§ What to do
Pick out and copy every line of the listing below that contains the string "form". Case counts, so match capital and lowercase letters exactly.

***** Input records

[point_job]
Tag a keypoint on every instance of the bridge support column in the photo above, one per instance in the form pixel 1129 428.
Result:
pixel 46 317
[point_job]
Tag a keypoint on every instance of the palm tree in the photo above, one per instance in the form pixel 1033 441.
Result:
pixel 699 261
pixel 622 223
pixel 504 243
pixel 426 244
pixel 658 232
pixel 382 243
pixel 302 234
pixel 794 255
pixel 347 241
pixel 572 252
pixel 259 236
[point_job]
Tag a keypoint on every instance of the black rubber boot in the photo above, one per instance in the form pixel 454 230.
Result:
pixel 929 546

**********
***** Input records

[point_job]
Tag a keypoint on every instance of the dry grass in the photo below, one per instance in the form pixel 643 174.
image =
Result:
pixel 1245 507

**********

§ The output
Tag a keypoint on every instance of the bridge support column in the photo above, one per instance in the form pixel 1129 428.
Tag a keypoint on every instance of the palm tree in the photo above, one per instance in the form pixel 1033 441.
Tag a keypoint on every instance of the black rubber boot in the photo above, one per instance in the form pixel 454 230.
Tag a keypoint on every instance of the dry grass in the photo below, one per instance in the form pixel 643 174.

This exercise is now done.